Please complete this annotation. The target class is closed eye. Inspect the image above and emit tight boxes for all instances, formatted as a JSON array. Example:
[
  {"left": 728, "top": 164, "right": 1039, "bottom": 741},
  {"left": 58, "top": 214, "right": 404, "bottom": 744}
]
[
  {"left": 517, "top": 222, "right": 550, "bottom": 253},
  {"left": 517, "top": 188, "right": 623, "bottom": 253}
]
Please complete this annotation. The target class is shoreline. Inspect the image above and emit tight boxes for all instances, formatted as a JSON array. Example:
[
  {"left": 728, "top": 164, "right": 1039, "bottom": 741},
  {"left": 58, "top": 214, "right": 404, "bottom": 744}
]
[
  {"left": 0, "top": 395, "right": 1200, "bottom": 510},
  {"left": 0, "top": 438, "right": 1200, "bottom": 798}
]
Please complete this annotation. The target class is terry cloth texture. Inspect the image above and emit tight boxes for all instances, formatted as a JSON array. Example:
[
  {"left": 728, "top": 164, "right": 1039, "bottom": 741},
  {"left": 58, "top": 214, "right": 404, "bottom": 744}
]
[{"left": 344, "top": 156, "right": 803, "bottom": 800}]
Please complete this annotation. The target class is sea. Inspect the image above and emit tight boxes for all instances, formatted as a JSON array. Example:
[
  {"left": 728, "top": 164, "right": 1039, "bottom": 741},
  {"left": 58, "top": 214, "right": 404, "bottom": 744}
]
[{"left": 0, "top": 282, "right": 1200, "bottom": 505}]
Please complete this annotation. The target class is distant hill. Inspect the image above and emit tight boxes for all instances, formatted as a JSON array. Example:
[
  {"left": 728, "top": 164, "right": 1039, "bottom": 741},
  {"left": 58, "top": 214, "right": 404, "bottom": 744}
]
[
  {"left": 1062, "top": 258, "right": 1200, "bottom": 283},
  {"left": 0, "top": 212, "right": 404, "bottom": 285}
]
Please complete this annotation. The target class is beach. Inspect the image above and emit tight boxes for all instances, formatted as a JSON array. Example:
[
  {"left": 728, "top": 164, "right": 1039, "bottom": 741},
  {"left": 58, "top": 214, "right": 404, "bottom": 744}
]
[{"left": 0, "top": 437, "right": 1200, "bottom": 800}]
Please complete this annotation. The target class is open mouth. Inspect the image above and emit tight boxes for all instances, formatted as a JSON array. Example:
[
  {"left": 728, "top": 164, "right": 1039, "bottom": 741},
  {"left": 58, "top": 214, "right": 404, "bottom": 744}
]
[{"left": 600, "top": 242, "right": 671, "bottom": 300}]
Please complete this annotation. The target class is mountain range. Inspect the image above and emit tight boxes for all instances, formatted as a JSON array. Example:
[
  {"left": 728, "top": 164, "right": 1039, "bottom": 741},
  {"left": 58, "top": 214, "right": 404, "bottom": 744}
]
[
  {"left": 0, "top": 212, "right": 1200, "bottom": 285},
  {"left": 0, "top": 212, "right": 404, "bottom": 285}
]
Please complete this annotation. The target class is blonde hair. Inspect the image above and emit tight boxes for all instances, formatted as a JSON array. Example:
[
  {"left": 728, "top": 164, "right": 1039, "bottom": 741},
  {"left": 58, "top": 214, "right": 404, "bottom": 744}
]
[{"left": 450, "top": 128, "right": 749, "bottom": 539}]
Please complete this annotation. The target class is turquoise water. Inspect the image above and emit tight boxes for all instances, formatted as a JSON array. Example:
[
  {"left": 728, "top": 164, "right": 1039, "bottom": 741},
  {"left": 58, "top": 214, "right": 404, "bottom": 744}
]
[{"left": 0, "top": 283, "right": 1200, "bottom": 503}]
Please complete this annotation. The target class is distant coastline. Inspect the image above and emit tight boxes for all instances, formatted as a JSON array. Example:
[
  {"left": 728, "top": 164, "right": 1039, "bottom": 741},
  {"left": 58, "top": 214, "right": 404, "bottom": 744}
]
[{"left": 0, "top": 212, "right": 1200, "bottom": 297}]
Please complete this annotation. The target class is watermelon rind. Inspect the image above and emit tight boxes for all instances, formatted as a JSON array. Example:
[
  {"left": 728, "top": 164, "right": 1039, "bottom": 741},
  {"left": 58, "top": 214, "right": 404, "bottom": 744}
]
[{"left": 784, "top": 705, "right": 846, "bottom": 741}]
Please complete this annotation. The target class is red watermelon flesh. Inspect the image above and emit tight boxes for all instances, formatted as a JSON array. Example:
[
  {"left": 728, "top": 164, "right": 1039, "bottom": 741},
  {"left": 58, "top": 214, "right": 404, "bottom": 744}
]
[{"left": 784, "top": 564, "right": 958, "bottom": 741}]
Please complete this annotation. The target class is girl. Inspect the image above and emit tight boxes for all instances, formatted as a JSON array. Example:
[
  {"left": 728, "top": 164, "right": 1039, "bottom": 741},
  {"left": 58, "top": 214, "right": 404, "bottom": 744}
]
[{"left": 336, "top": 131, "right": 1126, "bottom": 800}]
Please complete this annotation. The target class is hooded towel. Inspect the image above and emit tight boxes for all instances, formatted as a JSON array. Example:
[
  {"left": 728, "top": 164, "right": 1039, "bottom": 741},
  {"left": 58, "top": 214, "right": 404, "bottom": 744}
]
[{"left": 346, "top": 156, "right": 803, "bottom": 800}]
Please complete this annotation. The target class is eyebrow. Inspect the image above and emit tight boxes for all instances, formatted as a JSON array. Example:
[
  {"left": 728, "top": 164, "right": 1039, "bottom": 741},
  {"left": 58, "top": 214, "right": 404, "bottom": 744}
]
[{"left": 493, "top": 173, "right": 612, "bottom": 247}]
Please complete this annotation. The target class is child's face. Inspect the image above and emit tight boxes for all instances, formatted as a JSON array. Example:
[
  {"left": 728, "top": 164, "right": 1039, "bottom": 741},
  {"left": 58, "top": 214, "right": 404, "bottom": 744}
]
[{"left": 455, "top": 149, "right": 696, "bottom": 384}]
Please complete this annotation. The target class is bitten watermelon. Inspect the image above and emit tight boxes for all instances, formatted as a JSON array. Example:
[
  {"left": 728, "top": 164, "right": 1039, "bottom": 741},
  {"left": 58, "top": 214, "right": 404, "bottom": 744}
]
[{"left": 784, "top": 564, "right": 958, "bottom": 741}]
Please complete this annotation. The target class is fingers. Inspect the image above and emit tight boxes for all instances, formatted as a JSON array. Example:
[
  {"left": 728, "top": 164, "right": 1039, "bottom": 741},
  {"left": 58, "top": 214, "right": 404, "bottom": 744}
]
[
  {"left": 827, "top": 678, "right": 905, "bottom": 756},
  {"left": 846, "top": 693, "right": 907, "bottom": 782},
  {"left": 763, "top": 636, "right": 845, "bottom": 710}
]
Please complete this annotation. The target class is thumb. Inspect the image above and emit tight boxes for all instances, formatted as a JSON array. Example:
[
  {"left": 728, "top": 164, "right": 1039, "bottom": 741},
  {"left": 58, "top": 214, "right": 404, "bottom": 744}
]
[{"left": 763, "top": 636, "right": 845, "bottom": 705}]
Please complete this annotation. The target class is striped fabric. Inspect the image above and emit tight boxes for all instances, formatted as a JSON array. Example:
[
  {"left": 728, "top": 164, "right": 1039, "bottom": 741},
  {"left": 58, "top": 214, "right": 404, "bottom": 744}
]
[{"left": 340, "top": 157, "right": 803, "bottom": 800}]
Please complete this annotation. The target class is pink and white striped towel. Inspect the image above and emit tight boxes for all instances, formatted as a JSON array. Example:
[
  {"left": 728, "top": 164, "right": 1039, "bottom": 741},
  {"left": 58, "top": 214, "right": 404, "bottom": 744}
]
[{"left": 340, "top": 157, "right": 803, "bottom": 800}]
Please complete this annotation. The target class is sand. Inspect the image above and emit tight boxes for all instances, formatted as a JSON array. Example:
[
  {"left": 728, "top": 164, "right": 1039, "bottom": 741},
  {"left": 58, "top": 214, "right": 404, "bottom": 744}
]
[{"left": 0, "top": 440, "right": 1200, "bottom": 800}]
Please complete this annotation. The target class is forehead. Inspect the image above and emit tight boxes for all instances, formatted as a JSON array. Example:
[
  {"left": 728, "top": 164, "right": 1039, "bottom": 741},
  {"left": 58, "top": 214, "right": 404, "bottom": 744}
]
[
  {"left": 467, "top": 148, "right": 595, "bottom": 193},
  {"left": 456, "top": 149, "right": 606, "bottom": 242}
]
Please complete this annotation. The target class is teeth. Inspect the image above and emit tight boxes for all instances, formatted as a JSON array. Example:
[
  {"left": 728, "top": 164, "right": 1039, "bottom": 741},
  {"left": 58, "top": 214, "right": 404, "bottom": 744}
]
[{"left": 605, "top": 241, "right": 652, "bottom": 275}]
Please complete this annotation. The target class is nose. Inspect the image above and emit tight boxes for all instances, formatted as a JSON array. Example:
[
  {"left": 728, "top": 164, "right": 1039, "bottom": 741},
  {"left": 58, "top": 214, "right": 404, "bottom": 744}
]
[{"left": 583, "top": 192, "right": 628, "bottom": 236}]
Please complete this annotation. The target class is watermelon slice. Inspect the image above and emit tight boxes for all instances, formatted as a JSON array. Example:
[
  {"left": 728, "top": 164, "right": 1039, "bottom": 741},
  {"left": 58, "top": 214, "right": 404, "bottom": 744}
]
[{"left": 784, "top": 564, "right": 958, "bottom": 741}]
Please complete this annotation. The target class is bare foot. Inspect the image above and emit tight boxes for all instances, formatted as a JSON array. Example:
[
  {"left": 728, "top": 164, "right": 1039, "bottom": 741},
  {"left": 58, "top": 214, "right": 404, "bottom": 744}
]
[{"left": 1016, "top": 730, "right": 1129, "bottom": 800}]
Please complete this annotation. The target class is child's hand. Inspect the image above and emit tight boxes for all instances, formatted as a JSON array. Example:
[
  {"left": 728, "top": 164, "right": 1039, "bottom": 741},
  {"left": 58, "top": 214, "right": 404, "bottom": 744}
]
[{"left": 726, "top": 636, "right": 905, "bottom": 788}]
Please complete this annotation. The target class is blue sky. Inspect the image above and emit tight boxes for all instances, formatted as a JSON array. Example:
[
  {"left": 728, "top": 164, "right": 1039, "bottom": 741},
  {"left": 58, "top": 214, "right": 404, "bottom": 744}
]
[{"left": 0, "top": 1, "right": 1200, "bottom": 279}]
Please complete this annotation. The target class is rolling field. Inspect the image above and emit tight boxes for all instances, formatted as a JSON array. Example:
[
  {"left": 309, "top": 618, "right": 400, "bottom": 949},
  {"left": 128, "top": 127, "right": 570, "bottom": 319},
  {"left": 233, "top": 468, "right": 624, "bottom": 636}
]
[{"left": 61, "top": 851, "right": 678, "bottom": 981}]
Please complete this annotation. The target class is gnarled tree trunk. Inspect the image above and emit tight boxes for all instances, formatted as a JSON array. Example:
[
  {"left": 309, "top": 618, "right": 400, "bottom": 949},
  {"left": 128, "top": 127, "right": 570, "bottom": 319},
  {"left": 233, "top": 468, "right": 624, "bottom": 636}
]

| Direction |
In the listing above, find the line with "Please complete this annotation. The target class is bare" and set down that line and all after it exactly, through the final line.

| Answer to this task |
Please complete this annotation. The target class is bare foot. Inspect the image above and emit tight boxes for all instances, formatted as a JSON array. Example:
[
  {"left": 728, "top": 164, "right": 1039, "bottom": 741},
  {"left": 58, "top": 214, "right": 404, "bottom": 744}
]
[{"left": 1016, "top": 730, "right": 1129, "bottom": 800}]
Please complete this annotation. The target class is child's hand. Inspect the image above and emit tight boxes for all instances, formatted as a JSON array. Example:
[
  {"left": 728, "top": 164, "right": 1039, "bottom": 741},
  {"left": 58, "top": 214, "right": 404, "bottom": 744}
]
[{"left": 726, "top": 636, "right": 905, "bottom": 788}]
Please complete this annotation. The target class is blue sky. Inspect the image above and emit tight boxes for all instances, formatted as a JSON array. Example:
[
  {"left": 728, "top": 164, "right": 1039, "bottom": 741},
  {"left": 58, "top": 214, "right": 404, "bottom": 744}
]
[{"left": 0, "top": 1, "right": 1200, "bottom": 279}]
Please complete this annotation. The target class is rolling field. Inspect the image above and emit tight boxes for all instances, formatted as a JSON array. Example:
[
  {"left": 309, "top": 618, "right": 400, "bottom": 949},
  {"left": 128, "top": 127, "right": 570, "bottom": 319},
  {"left": 233, "top": 468, "right": 624, "bottom": 636}
]
[{"left": 61, "top": 851, "right": 678, "bottom": 981}]
Please complete this annotation. The target class is gnarled tree trunk. Inspect the image above and emit tight boxes for all instances, formatted as a JSON array. Example:
[
  {"left": 309, "top": 618, "right": 400, "bottom": 949},
  {"left": 128, "top": 127, "right": 570, "bottom": 319},
  {"left": 233, "top": 468, "right": 624, "bottom": 636}
]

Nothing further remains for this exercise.